[Opening Extracted entries section]

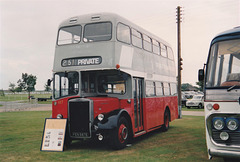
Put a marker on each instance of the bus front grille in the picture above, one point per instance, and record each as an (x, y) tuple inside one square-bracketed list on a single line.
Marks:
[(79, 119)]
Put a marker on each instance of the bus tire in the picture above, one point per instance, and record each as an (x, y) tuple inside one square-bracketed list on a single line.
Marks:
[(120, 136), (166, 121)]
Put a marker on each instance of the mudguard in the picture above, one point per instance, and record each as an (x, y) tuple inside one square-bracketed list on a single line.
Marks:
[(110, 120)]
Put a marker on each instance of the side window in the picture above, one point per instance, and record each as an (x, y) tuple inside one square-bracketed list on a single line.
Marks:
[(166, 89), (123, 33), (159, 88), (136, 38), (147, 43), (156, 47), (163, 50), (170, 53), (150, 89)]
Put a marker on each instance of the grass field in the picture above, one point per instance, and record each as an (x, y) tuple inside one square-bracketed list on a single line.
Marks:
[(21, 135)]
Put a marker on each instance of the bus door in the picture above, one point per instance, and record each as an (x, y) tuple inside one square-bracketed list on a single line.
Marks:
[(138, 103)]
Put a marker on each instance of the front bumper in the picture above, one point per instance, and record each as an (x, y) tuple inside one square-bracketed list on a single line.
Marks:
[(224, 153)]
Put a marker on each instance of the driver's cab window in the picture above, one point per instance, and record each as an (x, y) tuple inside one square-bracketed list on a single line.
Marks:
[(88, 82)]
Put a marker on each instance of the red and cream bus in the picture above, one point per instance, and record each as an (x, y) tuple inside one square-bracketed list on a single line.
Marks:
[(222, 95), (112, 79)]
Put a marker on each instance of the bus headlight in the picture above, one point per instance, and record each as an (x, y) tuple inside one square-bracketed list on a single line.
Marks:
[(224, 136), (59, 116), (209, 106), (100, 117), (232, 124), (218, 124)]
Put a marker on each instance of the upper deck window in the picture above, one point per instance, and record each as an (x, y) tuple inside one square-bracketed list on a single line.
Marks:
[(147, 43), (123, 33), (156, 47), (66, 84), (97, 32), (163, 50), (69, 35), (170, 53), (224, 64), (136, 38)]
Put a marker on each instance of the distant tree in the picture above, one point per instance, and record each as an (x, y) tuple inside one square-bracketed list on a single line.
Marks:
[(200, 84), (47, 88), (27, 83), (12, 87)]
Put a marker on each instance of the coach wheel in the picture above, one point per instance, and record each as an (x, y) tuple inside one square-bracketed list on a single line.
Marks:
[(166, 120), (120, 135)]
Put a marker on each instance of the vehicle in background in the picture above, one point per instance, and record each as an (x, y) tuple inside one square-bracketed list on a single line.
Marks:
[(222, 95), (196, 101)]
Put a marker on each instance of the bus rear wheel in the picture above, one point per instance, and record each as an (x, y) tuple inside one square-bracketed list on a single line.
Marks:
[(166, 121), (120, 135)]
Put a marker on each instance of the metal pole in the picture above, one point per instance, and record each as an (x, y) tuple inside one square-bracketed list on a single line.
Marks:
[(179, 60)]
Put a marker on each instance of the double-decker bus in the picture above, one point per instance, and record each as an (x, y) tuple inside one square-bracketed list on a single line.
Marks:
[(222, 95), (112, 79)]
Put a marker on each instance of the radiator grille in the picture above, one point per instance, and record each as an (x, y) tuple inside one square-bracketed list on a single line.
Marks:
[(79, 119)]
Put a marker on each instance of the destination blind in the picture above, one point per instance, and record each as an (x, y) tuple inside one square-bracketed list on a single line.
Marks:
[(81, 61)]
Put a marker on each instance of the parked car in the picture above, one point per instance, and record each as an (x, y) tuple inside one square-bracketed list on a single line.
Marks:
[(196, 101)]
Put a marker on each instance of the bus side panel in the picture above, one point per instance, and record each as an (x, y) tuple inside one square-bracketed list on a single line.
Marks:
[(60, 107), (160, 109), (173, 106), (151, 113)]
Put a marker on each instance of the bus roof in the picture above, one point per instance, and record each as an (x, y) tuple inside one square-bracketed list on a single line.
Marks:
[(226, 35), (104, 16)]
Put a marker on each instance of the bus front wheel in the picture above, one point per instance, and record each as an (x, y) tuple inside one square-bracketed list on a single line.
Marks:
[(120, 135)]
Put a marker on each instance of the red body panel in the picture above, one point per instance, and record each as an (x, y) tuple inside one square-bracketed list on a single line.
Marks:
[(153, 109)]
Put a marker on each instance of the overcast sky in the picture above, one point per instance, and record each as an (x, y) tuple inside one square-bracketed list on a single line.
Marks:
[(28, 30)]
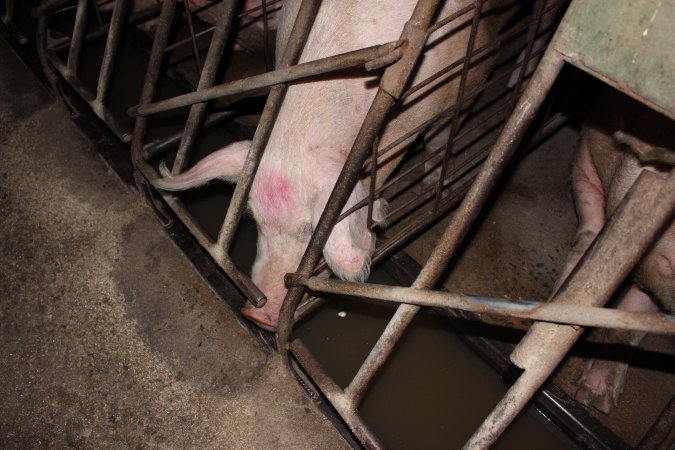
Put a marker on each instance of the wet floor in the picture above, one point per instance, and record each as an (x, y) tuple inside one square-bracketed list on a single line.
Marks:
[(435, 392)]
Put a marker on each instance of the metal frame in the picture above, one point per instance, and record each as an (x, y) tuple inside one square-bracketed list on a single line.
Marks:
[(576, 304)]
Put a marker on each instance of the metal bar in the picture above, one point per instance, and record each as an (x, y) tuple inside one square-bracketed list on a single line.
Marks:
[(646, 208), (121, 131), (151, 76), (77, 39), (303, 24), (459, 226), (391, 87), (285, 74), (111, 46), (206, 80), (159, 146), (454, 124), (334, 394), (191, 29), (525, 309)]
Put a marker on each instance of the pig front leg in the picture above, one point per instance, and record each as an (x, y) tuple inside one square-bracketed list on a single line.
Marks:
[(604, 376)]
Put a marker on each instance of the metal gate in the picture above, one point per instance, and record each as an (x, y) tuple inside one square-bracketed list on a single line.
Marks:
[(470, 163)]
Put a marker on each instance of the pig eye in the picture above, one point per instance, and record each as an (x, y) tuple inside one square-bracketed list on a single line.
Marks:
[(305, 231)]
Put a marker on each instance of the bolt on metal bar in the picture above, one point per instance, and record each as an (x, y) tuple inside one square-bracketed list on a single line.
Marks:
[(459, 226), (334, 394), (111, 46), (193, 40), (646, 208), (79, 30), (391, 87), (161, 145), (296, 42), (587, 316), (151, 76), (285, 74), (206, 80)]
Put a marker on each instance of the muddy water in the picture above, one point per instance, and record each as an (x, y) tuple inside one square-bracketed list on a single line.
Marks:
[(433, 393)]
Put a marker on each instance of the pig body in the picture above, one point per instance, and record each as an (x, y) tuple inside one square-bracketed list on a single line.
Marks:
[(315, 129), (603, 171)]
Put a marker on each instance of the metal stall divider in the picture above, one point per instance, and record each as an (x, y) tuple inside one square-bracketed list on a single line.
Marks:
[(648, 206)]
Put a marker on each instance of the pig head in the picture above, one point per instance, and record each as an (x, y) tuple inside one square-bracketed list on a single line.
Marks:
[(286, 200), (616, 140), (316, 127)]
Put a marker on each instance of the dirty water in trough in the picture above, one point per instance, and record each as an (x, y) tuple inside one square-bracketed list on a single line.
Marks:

[Closing Extracted entries section]

▶ [What the exercise asks]
Search the data above for the word "water". Copy each line it is in.

▶ [Problem solution]
Put a marker on each instance of the muddy water in the picture above, one point per instance, and record each as an (x, y) tuple inside one square-bracketed list on a single line.
Put a marker on each instance of the dirty water in trough in the picture above, one point per instance, and record each as an (x, y) tuple inside one square-bracketed list on a single line.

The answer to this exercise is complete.